**PROVIDED TEXT**
%%
1996 Clinton/Gore and Dole/Kemp Campaigns

______________________

Chairman Scott E. Thomas

Commissioner Danny L. McDonald

 

          Our colleagues, Commissioners Sandstrom, Wold, Elliott and Mason, recently joined in what must be seen as a very odd Statement of Reasons regarding the audits of the 1996 Clinton and Dole campaigns.[1]  Little is written of the audits.  Instead, the thrust of their statement is a tirade against an innocuous shorthand reference the Commission coined in Advisory Opinion 1985-14[2] to analyze whether party communications are subject to the statutory limits on support of particular candidates.  The energy expended by our colleagues to savage the Commission’s own advisory opinion process is surprising.  The strangest aspect of the Sandstrom et al. Statement, though, is that it claims to abhor vagueness but, in the end, is itself very confusing.
%%
**SHORT PROBLEM 1**
According to the statement on the 1996 campaign audits, in which advisory opinion did the Commission coin the shorthand reference?
**SHORT PROBLEM 2**
Rewrite the statement on the 1996 campaign audits between "Our colleagues, Commissioners" and "itself very confusing.", inclusive, changing "tirade" to "diatribe".

**DATA ROWS**
%%
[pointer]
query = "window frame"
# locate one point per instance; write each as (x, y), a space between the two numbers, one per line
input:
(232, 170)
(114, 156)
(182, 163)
%%
**TASK OUTPUT 1**
Advisory Opinion 1985-14

**TASK OUTPUT 2**
Our colleagues, Commissioners Sandstrom, Wold, Elliott and Mason, recently joined in what must be seen as a very odd Statement of Reasons regarding the audits of the 1996 Clinton and Dole campaigns.[1]  Little is written of the audits.  Instead, the thrust of their statement is a diatribe against an innocuous shorthand reference the Commission coined in Advisory Opinion 1985-14[2] to analyze whether party communications are subject to the statutory limits on support of particular candidates.  The energy expended by our colleagues to savage the Commission’s own advisory opinion process is surprising.  The strangest aspect of the Sandstrom et al. Statement, though, is that it claims to abhor vagueness but, in the end, is itself very confusing.